Selected text:
______

# I need help with an old wood shaper.



## Docmitch (Feb 5, 2015)

I'm a relative newcomer to woodworking. I'm in the process of building my workshop and trying to find some older, used tools due to the cost of new precision equipment. I've recently bought an older wood shaper that's partially disassembled but I can't find any info anywhere about this particular machine. 

This machine has a nameplate on the steel floor stand that reads........

Wood Shaper
ser#. Model: WS - 4. 
Made in Taiwan

The plate on the motor reads NORTHWOOD International Machinery. 
3/4 HP, 3450 rpm, 110/220 V, 60HZ, 2 pole, 12/6 Amp. Date: 1985
Made in Taiwan. 

It's got a 18 by 151/2 " cast iron top, belt drive, needless to say, it doesn't have a manual or a magic genie to help me rebuild it. I figure for the $50 I paid for it I could retrofit it with a newer more powerful router motor . IDK. Maybe I'm pissin in the wind. 
Any help IDing this thing would be appreciated.


----------



## Cherryville Chuck (Sep 28, 2010)

Welcome to the forum Mitch. IDing Taiwanese machines can be tough. I have a King Canada wood planer that was also sold as a Delta, Jet, and several others I can't remember. The one name they are not sold as is the actual factory name as a rule. Your best bet may be to do generic shaper searches or try known Taiwanese equipment sellers like Grizzley and General and see if one of theirs looks like yours and then you might be able to download a manual for it. 

As for the shaper and starting out in woodworking you might not be aware that they are more of a production machine than a hobbyist one. The bits are very expensive. A rail and stile set for a shaper can run around $400 or $500 where as a top of the line router set might be $120 if you shop around. And even with a shaper you'll still need at least a plunge router.


----------



## Docmitch (Feb 5, 2015)

Thanks Chuck. Good idea on searching Taiwanese companies. I'll try that.


----------



## MAFoElffen (Jun 8, 2012)

I'm thinking that at 3/4 hp, that it is probably a 1/2" spindle.

HF, Powermatic, General and Shop Fox: 1/2" spindle shapers are 1 hp.I couldn't find any of theirs that were 3/4 hp, so not saying there weren't...

______

Saved entries

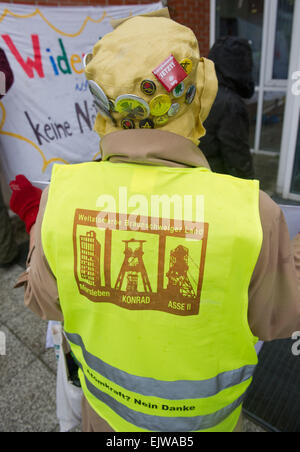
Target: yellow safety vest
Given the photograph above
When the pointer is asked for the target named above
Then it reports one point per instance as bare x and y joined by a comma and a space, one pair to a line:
153, 266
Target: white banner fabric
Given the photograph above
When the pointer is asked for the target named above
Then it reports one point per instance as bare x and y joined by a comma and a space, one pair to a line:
47, 117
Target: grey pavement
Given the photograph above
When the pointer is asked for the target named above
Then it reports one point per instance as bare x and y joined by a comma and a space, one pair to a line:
28, 370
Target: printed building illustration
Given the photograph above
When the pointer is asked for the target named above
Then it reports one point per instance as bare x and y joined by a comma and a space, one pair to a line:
90, 251
133, 266
179, 283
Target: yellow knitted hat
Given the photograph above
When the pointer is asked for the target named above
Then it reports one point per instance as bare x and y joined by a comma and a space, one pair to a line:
121, 75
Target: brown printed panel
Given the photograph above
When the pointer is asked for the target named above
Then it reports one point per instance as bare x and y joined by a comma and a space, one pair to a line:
139, 263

______

Tasks and exercises:
A) In the wood shaper thread, how much did the original poster pay for the shaper?
B) Pick up the wood shaper thread after its last sentence.

Results of the tasks:
A) $50

B)
Grizzly, Delta and Sears Craftsman had 1/2" 3/4 hp models. The table size also matches those 3.

If you find a spindle adapter for 1/2" router bits... you can save money on tooling. If you use a shaper cutter head that accepts a set of replaceable blades, like for a molding cutter head, you can save on tooling. 

Just note that 1/2" spindles are not that common these days for a spindle shaper. Most you find (on the small sizes) nowadays will be for a 3/4" spindle, where you'll have to use a 1/2" to 3/4" adapter. But note on that is that 3/4 hp would be pressed to drive some of the larger 3/4" spindle cutters.

Still searching for you... Was it a single speed reversing or 3-speed? If you can post pictures of what you have... That would help with an ID. Even if not, they are fairly basic in how they go together and maybe that would help in describing how to get you going with that...


----------



## Nickp (Dec 4, 2012)

Is this it...?

Delta Manufacturing Co. - Publication Reprints - WS-4 RS-15 five Speed Shaper | VintageMachinery.org


----------



## Daniel_per (Mar 21, 2021)

Will anyone suggest me, which wood shaper should I choose in 2021?


----------



## Bob Bengal (Jul 24, 2020)

Daniel_per said:


> Will anyone suggest me, which wood shaper should I choose in 2021?


What are you interested in making? As a hobby or professionally? Shapers are generally for industrial use, for hobbyist and light/beginning professional use routers are preferred.


----------



## mgmine (Jan 16, 2012)

Bob is right on. Unless you need a shaper for some reason a router mounted on a table is a better way to go.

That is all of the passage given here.